* Task directions
Write out every line of the data below, keeping each one unchanged.

Some data
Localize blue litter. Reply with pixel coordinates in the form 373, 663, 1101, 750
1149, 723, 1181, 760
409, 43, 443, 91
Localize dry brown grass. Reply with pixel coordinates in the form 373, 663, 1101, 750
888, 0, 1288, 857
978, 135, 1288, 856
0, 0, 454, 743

* Answer to this problem
Localize blue litter. Reply with pixel coordinates in the form 373, 663, 1101, 750
1149, 723, 1181, 760
409, 43, 443, 91
Localize dry brown grass. Reply with pixel coordinates in the form 373, 663, 1101, 750
888, 0, 1288, 857
978, 135, 1288, 856
0, 0, 454, 743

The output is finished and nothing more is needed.